-- ENUNCIADO --
Substitua "desert shrub" por "desert bush" em todos os registros abaixo e mantenha o resto sem nenhuma mudança.

[Dados armazenados]
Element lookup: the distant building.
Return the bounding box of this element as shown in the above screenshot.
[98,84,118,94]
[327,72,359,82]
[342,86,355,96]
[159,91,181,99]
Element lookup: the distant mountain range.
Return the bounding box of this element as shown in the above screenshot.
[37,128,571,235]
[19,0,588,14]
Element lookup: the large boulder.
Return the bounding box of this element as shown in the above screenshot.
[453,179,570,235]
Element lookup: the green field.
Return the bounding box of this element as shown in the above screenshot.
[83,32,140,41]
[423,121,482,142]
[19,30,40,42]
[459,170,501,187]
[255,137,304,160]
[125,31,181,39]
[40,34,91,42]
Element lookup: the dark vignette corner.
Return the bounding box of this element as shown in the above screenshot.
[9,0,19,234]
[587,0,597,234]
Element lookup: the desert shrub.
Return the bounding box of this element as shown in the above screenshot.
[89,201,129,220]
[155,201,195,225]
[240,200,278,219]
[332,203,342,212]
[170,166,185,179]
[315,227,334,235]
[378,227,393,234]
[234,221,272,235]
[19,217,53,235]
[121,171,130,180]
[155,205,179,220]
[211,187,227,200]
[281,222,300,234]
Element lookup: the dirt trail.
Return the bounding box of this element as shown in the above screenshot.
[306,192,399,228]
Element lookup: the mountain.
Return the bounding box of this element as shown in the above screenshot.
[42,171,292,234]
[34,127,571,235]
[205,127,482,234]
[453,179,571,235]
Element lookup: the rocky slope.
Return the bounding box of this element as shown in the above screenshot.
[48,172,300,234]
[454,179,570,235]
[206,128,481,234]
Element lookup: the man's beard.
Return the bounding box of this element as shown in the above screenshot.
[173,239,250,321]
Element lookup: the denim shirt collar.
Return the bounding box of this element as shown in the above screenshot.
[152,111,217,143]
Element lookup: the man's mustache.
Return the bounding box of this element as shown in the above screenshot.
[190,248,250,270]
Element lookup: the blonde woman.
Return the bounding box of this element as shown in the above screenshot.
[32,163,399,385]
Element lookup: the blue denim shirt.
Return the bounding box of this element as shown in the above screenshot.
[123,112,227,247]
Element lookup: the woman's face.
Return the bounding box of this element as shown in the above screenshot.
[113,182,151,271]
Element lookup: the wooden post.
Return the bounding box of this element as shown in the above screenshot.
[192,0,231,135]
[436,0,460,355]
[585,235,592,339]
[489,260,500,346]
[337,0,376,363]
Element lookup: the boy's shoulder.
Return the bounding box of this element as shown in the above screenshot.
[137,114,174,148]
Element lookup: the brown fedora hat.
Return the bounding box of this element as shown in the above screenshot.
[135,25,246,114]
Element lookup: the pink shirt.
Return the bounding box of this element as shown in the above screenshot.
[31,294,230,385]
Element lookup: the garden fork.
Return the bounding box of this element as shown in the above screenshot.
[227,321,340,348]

-- RESPOSTA --
Element lookup: the distant building.
Return the bounding box of this element as shown in the above screenshot.
[98,84,118,94]
[327,72,359,82]
[342,86,355,96]
[159,91,181,99]
Element lookup: the distant mountain range.
Return the bounding box of this element as shown in the above screenshot.
[37,128,571,235]
[19,0,588,14]
Element lookup: the large boulder.
Return the bounding box of this element as shown in the above screenshot.
[453,179,570,235]
Element lookup: the green field.
Return the bounding box of this element as shown in the above screenshot.
[83,32,140,41]
[423,121,482,142]
[19,30,40,42]
[459,170,501,187]
[255,137,304,160]
[125,31,181,39]
[40,34,91,42]
Element lookup: the dark vignette corner.
Return the bounding box of this element as shown in the above screenshot.
[9,0,19,234]
[587,0,597,234]
Element lookup: the desert bush.
Return the bounding box of this element as shown in the above screenshot.
[89,201,129,220]
[155,201,195,225]
[240,200,278,219]
[332,203,342,212]
[170,166,185,179]
[315,227,334,235]
[378,227,393,234]
[234,221,272,235]
[19,217,53,235]
[121,171,130,180]
[155,205,179,220]
[211,187,227,200]
[281,222,300,234]
Element lookup: the dirt trail.
Return the bounding box of this element as shown in the above screenshot.
[306,192,399,228]
Element lookup: the mountain.
Return the bounding box of this element as shown in the above screenshot.
[42,171,292,234]
[34,127,571,235]
[205,127,482,234]
[453,179,571,235]
Element lookup: the rocky slope.
Return the bounding box of this element as shown in the above screenshot.
[48,172,300,234]
[454,179,570,235]
[206,128,481,234]
Element lookup: the man's beard.
Return the bounding box of this element as shown in the above screenshot.
[173,239,250,321]
Element lookup: the denim shirt collar.
Return the bounding box of this element as shown in the above screenshot.
[152,111,217,143]
Element lookup: the man's mustache.
Return the bounding box of this element as shown in the above screenshot.
[190,248,250,270]
Element lookup: the blonde woman.
Return the bounding box of this element as shown in the above screenshot.
[32,163,399,385]
Element lookup: the blue denim shirt.
Return the bounding box of this element as shown in the above screenshot.
[123,112,227,247]
Element lookup: the woman's face.
Return the bounding box of this element as shown in the above screenshot.
[113,182,151,271]
Element lookup: the wooden post.
Return the bounding box of this element as shown in the above screenshot.
[192,0,231,135]
[436,0,460,355]
[585,235,592,339]
[489,260,500,346]
[337,0,376,363]
Element lookup: the boy's shoulder.
Return the bounding box of this element as shown in the above screenshot.
[137,114,174,148]
Element lookup: the brown fedora hat.
Return the bounding box of this element as shown in the above screenshot.
[135,25,246,114]
Element lookup: the pink shirt.
Return the bounding box of this element as shown in the above screenshot.
[31,294,230,385]
Element lookup: the garden fork.
Return the bounding box of this element as shown in the above screenshot.
[227,321,340,348]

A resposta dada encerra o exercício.